Copy the data below verbatim, leaving no line out.
——
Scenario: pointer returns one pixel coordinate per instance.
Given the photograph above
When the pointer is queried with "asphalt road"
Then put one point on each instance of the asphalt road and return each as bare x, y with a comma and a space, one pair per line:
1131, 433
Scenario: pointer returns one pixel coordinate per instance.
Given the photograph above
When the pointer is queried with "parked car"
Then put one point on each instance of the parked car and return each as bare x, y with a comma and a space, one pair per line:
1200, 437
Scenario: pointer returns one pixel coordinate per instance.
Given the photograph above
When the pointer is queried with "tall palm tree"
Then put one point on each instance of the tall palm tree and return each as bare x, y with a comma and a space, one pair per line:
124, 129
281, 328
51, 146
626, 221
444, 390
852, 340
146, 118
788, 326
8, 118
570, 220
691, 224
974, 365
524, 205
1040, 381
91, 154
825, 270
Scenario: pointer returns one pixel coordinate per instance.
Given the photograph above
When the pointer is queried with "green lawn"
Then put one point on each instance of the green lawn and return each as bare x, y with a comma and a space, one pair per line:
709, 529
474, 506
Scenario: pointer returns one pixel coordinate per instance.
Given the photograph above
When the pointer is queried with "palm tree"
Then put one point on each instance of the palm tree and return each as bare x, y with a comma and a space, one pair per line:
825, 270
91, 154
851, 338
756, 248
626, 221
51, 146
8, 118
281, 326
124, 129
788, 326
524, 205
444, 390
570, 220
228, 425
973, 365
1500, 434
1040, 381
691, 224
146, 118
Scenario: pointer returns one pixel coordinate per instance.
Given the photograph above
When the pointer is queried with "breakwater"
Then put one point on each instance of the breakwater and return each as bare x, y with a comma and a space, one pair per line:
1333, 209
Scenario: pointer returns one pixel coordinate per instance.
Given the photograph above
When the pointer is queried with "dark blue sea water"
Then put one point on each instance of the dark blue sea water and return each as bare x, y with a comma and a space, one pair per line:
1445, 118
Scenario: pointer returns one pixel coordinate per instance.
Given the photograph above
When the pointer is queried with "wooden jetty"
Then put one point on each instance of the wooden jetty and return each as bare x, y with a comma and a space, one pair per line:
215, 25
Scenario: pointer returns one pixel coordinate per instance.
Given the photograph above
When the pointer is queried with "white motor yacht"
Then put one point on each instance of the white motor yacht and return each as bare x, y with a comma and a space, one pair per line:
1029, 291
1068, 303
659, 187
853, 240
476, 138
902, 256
——
## Task output
Scenario: pointer returns one pixel coordinate per instance.
Given the photograph above
When the pointer is queried with "asphalt road"
Then put one point on each instance of the asphalt road and return each as bare x, y with a comma and a space, one pair per line:
1131, 433
Scenario: pointer returns one pixel coordinate per instance.
Given the photograph above
When the pointer is queried with "parked car"
Then put one point on each instance of the parked car and return each as bare x, y with a comma and a space, one pair per line:
1200, 437
Scenario: pointer returns one pixel coordinate per instance.
Given the photograph above
When the pointer is queried with "tall palm tree"
Then put one point on each instance of the tall palm tree and return each as bare x, y with a comma and a space, one pair per line:
124, 129
281, 328
51, 146
626, 221
444, 390
852, 340
146, 118
788, 326
8, 118
570, 220
691, 224
974, 365
524, 205
1040, 381
91, 154
825, 270
Scenario: pointer returns one pixel coordinate per instance.
Given the photograph above
When the pointer is queried with "green lawn"
Then put one point on each instance of the green lawn and return each as bare x, y with a comma and a space, one pair per line:
709, 529
474, 506
Scenario: pointer returns one pixel coordinate per instance.
Given the photograph above
When the pointer is queried with "palm tree"
Then put one point on each instance of the palm tree and return each as bare x, y with a comma and a space, one pair per line:
825, 270
91, 154
851, 338
756, 248
626, 221
51, 146
8, 118
281, 326
124, 129
788, 326
524, 205
444, 390
570, 220
228, 425
973, 365
1500, 434
1040, 381
691, 224
146, 118
Scenario: pointer returns one pixel coordinate per instance.
Given the photograph above
When the pointer is queried with "breakwater"
Then put one point on each instance of the breakwater and return each as bare x, y with a comma and a space, one pair per line:
1333, 209
Scenario: pointer returns one pixel coordinate per instance.
Given the photograph above
When the pointer is queried with "dark blue sea water"
Then put one point on each instance of the dark blue sea water and return each as bare x, y with a comma and a space, one pair per line:
1445, 118
Scenario: pointer returns one pixel coordinate per instance.
Given the photograph above
When the pointer is queried with "wooden jetty"
Then put one point on each instance of the wooden jetty and return each as bare x, y with a comma and a space, one pair per line:
215, 25
Scenario: pointer returns one pixel coordinate per instance.
Given the photograph above
When the pointer is queried with "white motor yacht"
Then put one point on each instance of the white motor yacht and return each as bare x, y with a comma and a space, one pair per line:
1029, 291
1068, 303
659, 187
853, 240
476, 138
902, 256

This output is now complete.